Aim:
Write out only the tail of the records, beginning at the line containing "Every instance of the blue" and including the last line, exactly as written.

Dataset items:
------------------------------------
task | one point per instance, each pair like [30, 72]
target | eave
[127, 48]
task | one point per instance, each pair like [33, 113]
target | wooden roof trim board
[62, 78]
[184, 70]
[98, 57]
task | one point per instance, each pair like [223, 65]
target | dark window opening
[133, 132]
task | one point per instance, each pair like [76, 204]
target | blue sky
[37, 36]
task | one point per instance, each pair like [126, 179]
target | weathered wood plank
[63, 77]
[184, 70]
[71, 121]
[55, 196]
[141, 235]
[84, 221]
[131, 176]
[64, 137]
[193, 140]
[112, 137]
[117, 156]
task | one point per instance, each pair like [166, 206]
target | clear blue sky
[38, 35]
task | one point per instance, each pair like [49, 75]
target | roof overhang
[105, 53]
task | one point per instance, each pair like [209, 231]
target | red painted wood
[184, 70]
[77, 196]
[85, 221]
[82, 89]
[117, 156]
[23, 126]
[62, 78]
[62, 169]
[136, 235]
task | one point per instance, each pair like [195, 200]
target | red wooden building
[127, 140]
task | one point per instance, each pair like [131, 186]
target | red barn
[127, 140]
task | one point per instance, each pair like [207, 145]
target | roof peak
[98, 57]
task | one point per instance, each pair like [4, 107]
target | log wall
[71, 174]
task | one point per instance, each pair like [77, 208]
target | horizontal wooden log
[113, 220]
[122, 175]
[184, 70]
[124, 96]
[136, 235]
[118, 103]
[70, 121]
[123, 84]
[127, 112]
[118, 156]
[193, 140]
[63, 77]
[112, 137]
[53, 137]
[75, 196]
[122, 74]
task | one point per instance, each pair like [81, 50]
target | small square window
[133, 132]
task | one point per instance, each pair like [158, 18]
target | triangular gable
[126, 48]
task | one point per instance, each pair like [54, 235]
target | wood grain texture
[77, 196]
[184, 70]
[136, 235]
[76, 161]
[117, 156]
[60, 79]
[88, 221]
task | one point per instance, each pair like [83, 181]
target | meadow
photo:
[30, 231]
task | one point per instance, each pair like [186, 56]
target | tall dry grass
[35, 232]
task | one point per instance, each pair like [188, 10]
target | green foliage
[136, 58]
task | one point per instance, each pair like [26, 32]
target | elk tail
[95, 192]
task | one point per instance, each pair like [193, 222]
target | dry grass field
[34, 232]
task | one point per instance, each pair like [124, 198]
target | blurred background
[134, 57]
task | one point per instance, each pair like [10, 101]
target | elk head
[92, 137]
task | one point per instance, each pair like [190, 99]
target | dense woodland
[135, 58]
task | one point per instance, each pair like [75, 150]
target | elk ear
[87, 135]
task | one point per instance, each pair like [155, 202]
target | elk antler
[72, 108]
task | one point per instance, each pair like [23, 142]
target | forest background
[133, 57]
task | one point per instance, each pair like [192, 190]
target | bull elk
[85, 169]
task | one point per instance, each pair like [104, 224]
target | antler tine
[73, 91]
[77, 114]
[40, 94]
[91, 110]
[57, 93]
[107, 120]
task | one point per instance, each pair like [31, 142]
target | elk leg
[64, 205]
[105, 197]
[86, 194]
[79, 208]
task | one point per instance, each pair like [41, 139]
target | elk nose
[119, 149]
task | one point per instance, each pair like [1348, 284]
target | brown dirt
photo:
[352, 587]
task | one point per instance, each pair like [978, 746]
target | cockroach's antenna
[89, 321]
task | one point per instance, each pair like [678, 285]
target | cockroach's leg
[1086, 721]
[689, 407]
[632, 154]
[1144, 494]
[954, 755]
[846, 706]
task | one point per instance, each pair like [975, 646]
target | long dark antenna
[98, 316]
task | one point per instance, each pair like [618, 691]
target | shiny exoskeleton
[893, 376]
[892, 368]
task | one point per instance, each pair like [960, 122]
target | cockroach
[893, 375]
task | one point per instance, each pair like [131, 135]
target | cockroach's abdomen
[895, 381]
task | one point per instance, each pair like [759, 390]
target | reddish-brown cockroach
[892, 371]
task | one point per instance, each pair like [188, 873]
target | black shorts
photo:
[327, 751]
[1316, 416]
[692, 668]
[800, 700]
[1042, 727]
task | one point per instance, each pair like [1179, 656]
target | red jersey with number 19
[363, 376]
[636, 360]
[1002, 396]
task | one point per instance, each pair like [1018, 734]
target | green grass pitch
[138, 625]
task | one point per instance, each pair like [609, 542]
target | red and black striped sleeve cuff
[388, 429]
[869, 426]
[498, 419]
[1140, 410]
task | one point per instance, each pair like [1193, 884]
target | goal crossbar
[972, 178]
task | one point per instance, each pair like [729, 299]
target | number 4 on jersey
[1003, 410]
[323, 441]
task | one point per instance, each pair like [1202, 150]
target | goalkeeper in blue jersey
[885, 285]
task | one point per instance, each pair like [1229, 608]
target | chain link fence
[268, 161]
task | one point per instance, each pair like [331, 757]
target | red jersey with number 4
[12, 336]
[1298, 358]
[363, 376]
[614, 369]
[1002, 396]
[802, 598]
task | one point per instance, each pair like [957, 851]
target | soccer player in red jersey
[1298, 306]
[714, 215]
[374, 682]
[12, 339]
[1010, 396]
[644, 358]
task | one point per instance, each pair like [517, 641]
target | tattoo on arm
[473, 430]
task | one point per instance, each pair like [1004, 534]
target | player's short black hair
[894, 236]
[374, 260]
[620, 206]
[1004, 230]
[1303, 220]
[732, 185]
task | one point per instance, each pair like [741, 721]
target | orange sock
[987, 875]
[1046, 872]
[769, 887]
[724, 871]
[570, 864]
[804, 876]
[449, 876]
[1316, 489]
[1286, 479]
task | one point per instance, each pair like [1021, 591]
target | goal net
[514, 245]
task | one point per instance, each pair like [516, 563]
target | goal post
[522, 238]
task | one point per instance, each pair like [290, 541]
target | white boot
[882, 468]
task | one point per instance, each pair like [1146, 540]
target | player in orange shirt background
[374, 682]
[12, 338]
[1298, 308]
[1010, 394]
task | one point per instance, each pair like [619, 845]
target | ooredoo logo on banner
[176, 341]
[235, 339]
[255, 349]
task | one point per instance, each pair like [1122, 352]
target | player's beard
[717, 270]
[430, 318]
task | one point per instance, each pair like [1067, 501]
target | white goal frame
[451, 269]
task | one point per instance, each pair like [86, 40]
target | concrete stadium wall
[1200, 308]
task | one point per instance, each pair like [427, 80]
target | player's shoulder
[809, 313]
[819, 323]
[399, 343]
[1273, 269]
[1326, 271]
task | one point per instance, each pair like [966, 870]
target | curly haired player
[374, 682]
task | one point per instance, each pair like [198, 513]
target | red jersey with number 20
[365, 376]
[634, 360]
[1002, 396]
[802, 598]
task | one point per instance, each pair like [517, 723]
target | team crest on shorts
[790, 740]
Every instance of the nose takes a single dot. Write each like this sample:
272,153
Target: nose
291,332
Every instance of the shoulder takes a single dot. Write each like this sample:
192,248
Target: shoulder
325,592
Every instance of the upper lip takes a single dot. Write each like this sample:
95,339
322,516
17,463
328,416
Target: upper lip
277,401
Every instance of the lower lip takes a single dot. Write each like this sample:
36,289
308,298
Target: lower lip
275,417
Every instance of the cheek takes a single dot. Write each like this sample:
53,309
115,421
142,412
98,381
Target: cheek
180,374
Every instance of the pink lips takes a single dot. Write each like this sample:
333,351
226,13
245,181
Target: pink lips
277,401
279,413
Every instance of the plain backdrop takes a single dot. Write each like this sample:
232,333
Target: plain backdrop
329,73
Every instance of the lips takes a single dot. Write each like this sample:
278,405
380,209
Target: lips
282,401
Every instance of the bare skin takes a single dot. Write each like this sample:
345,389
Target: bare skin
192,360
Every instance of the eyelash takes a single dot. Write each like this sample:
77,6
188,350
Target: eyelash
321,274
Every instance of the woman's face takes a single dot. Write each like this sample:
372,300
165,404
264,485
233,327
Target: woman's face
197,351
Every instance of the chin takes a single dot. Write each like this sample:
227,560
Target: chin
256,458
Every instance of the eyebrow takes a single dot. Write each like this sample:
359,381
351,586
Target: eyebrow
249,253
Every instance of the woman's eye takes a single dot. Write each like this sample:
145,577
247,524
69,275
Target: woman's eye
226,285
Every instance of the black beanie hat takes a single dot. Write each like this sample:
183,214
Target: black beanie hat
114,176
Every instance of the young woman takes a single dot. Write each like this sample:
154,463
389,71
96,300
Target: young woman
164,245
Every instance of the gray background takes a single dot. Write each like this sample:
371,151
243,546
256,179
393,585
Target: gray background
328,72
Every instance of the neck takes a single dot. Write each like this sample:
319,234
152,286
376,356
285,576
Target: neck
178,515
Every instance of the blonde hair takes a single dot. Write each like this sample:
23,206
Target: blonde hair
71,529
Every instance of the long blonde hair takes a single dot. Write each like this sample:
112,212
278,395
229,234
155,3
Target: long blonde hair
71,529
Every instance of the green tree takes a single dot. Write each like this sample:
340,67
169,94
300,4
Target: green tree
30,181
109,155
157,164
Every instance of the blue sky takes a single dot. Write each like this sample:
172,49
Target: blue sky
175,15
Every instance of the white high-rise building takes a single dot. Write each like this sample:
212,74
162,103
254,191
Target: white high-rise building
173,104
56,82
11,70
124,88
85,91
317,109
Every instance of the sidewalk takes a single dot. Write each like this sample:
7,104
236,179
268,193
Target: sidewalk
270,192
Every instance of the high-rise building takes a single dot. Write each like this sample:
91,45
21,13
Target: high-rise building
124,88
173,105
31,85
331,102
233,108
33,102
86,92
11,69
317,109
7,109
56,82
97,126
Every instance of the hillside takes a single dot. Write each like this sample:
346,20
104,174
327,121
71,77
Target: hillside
------------------------------------
Answer to the exercise:
Every instance of the blue sky takes a single dot. Write each like this sample:
172,49
Target: blue sky
175,15
Every instance of the white high-rise building takes a single dot. Write each like this sample:
212,74
162,103
254,191
Target: white high-rise building
173,104
56,82
11,70
124,88
85,91
317,109
Every instance of the sidewalk takes a single dot. Write each like this sample:
7,104
236,179
268,193
Target: sidewalk
270,192
Every instance of the high-rise building takes a single dot. Write each like this sample:
91,45
21,13
Target: high-rise building
124,88
173,105
31,85
331,102
233,108
33,102
86,92
11,69
317,109
7,109
56,82
97,126
Every instance of the hillside takes a single dot. Write each like this sample:
346,20
104,174
327,121
71,77
Target: hillside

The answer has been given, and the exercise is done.